■ **What to do**: Provide an exact copy of the lines from the beginning of the records through the line that includes "the power line.", and of no others.
*** Dataset extract ***
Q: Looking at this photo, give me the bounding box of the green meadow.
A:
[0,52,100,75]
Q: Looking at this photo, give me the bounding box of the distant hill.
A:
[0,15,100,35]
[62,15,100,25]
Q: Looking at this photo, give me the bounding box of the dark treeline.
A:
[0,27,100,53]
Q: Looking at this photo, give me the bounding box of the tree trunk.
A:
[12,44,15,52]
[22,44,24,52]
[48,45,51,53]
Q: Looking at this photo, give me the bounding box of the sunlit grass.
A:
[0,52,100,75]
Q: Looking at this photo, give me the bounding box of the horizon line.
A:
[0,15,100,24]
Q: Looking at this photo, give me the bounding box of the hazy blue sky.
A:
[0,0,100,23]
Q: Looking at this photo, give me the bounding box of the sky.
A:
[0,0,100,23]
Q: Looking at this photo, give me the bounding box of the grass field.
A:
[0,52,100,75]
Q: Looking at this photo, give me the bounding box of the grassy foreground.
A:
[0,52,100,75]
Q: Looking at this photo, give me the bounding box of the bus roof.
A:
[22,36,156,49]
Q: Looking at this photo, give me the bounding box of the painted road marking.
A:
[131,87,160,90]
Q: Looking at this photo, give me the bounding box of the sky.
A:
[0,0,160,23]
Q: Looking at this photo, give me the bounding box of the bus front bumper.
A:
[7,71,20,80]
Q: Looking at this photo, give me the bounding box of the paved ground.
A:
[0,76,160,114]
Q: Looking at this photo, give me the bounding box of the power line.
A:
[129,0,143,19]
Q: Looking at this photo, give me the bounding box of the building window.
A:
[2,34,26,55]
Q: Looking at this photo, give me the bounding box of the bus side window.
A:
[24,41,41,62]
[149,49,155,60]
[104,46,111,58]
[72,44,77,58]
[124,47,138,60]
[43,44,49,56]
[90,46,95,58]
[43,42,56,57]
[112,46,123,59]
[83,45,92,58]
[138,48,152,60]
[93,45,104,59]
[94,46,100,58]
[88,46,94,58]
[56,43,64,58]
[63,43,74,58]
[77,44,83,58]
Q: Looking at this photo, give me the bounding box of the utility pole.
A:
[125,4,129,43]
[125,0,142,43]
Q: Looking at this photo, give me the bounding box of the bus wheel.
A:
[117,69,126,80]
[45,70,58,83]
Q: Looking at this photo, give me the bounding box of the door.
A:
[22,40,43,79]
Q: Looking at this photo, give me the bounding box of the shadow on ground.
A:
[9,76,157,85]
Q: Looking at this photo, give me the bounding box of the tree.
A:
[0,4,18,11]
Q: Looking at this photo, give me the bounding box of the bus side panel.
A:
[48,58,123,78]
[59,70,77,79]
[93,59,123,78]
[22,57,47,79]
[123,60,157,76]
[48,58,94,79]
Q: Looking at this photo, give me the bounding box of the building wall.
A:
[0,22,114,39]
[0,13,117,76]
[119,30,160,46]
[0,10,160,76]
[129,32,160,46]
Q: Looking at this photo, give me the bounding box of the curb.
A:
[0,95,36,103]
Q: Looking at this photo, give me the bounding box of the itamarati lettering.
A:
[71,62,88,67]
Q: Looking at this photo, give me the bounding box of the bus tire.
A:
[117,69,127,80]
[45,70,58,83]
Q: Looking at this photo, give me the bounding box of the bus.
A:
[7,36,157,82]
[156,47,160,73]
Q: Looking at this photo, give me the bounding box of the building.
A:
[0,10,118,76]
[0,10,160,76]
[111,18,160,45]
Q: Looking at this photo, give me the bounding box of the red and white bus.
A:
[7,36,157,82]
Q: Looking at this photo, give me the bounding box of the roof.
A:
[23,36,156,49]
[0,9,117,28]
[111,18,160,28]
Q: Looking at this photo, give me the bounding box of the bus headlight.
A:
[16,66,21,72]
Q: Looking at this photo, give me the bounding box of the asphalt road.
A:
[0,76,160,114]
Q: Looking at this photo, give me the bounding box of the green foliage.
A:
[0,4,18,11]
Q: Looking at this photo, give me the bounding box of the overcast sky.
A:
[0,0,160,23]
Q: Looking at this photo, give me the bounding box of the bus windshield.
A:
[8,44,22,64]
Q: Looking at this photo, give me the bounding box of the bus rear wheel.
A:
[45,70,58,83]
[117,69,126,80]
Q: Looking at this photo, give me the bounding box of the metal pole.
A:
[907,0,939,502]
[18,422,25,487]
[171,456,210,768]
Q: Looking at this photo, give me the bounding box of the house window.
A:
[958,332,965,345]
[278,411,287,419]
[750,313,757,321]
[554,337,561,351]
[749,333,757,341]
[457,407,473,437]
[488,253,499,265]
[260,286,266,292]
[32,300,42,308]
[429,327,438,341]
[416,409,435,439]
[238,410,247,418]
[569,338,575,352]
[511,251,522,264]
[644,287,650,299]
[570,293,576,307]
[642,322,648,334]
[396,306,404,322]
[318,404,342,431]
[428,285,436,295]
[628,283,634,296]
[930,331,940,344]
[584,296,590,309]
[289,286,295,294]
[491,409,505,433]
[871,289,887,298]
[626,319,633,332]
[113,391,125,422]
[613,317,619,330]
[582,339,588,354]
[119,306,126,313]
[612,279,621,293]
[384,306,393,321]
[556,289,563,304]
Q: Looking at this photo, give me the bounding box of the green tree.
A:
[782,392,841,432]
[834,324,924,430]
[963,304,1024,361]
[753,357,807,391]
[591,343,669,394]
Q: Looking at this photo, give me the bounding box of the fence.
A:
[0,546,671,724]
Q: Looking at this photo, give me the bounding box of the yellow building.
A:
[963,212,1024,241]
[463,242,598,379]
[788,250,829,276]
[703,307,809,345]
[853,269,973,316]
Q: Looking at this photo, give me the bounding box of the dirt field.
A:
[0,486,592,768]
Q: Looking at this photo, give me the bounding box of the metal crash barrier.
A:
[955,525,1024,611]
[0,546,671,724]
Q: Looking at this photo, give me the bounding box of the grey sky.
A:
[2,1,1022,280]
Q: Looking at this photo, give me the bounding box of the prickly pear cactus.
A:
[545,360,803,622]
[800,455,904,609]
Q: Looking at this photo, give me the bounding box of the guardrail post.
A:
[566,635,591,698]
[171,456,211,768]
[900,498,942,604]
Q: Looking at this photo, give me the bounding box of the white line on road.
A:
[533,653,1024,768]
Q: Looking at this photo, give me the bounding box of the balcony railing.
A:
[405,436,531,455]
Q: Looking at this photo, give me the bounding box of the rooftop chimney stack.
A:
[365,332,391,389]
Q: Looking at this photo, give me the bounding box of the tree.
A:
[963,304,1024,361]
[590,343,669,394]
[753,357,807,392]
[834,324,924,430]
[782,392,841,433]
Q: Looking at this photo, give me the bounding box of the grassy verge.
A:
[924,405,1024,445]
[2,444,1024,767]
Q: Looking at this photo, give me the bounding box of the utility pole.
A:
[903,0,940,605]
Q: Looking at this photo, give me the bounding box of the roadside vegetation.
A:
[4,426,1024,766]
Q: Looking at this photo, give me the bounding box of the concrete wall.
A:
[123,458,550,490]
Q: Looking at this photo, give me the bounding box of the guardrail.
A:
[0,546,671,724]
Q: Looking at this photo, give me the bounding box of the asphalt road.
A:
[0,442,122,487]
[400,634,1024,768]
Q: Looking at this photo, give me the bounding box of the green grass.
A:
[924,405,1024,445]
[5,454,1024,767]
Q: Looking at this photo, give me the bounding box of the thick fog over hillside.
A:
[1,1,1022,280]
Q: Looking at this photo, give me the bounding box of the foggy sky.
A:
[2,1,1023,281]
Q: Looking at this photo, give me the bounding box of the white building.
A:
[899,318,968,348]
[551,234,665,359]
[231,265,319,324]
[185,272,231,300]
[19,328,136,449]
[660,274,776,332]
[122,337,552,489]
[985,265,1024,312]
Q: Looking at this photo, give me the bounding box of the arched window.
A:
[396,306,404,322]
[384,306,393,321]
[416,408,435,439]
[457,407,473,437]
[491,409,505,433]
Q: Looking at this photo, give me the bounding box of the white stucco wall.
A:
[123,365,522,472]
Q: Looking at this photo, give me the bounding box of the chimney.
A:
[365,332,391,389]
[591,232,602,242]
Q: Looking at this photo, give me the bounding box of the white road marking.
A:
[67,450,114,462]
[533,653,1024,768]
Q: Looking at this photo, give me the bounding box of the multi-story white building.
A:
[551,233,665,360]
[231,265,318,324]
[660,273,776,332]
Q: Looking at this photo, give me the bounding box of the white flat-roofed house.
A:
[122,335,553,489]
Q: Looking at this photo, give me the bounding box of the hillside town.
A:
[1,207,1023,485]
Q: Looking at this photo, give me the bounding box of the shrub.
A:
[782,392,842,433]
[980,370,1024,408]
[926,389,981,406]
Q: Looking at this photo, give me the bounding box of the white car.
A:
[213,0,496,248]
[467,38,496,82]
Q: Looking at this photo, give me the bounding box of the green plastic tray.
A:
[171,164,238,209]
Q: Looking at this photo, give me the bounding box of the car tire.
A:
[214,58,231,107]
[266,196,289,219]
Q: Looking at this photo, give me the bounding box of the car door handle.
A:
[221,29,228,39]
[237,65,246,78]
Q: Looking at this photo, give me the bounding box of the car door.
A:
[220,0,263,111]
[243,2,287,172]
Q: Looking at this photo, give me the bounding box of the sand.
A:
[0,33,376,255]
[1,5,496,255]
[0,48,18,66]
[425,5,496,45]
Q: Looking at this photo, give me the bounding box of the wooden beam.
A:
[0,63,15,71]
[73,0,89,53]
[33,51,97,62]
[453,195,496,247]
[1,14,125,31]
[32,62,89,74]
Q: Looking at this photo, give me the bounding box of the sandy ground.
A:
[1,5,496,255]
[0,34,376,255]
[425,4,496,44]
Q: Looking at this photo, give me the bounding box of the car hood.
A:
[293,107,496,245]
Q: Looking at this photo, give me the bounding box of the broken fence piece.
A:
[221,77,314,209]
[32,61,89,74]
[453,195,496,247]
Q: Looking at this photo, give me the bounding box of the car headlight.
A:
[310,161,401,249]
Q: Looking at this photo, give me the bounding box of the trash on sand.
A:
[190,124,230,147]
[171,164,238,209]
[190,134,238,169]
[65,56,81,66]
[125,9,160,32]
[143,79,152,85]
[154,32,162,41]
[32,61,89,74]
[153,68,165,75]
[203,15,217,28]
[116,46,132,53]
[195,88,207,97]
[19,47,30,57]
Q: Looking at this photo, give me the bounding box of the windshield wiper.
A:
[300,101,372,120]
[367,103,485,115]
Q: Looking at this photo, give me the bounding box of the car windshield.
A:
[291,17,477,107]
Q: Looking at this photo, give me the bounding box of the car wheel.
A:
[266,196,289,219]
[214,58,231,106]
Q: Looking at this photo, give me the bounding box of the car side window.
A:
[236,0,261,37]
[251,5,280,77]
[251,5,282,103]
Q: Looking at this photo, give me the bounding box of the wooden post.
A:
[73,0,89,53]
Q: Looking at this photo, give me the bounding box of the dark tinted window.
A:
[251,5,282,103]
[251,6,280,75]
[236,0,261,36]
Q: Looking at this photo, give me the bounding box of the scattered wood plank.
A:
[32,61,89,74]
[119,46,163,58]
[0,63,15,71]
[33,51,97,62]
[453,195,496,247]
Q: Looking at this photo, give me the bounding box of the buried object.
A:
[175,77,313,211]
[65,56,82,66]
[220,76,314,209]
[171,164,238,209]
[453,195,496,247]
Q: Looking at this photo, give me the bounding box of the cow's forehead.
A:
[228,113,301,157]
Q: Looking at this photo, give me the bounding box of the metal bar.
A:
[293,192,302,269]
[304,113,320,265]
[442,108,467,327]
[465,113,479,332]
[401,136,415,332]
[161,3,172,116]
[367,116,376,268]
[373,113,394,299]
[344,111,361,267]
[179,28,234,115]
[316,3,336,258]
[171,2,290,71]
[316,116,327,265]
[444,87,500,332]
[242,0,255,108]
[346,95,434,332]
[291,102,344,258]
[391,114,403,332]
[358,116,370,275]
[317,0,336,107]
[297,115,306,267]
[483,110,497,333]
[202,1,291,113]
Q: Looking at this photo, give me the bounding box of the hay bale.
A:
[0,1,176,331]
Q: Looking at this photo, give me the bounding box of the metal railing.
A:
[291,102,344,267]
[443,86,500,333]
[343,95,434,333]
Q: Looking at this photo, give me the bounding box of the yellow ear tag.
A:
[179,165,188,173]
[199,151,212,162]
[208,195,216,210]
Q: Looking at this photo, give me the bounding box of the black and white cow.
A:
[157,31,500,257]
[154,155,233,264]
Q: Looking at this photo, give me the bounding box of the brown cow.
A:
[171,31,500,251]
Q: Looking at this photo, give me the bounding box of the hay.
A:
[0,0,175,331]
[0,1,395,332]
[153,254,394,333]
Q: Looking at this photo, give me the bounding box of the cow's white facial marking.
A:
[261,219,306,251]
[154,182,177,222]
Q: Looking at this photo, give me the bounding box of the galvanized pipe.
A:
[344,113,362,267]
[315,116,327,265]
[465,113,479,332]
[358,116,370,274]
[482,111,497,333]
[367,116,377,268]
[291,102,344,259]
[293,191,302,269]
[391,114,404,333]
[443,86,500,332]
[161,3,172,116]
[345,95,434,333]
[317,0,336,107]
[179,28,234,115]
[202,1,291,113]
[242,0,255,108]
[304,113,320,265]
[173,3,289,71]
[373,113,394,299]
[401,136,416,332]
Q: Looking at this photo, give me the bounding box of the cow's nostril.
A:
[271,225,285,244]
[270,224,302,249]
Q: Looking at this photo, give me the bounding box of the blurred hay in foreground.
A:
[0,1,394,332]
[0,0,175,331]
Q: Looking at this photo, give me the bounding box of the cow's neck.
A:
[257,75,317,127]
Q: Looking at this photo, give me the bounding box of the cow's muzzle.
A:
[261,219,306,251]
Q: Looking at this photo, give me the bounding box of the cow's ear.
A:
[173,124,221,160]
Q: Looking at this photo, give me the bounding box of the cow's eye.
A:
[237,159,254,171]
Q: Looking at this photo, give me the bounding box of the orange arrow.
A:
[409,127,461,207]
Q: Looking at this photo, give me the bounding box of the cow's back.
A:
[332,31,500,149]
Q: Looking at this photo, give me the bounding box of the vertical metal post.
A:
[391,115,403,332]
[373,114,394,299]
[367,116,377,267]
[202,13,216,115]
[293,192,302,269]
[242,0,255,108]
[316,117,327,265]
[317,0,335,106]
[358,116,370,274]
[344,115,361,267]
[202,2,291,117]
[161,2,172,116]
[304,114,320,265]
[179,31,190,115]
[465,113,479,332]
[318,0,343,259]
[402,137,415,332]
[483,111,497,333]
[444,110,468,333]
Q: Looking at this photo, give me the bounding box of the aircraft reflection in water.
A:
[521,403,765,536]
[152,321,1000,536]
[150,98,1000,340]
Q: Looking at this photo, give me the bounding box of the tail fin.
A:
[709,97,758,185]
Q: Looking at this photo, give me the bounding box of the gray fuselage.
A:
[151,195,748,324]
*** End of Dataset extract ***
■ **Problem solution**:
Q: Looking at this photo, give me the bounding box of the green meadow.
A:
[0,52,100,75]
Q: Looking at this photo, give me the bounding box of the distant hill.
A:
[0,15,100,35]
[62,15,100,25]
Q: Looking at this photo, give me the bounding box of the dark treeline.
A:
[0,27,100,53]
Q: Looking at this photo, give me the bounding box of the tree trunk.
A:
[12,44,15,52]
[22,44,24,52]
[48,45,51,53]
Q: Looking at this photo, give me the bounding box of the sunlit grass.
A:
[0,52,100,75]
Q: Looking at this photo, give me the bounding box of the horizon line.
A:
[0,15,100,24]
Q: Looking at this photo, give me the bounding box of the hazy blue sky.
A:
[0,0,100,23]
Q: Looking at this photo, give me the bounding box of the sky.
A:
[0,0,100,23]
Q: Looking at this photo, give me the bounding box of the grass field.
A:
[0,52,100,75]
Q: Looking at this photo, give me the bounding box of the grassy foreground.
A:
[0,52,100,75]
Q: Looking at this photo, give me the bounding box of the bus roof.
A:
[22,36,156,49]
Q: Looking at this photo, give me the bounding box of the painted road marking.
A:
[131,87,160,90]
Q: Looking at this photo, give me the bounding box of the sky.
A:
[0,0,160,23]
Q: Looking at this photo, give me the bounding box of the bus front bumper.
A:
[7,71,20,80]
Q: Looking at this photo, give me the bounding box of the paved ground.
A:
[0,76,160,114]
Q: Looking at this photo, give me the bounding box of the power line.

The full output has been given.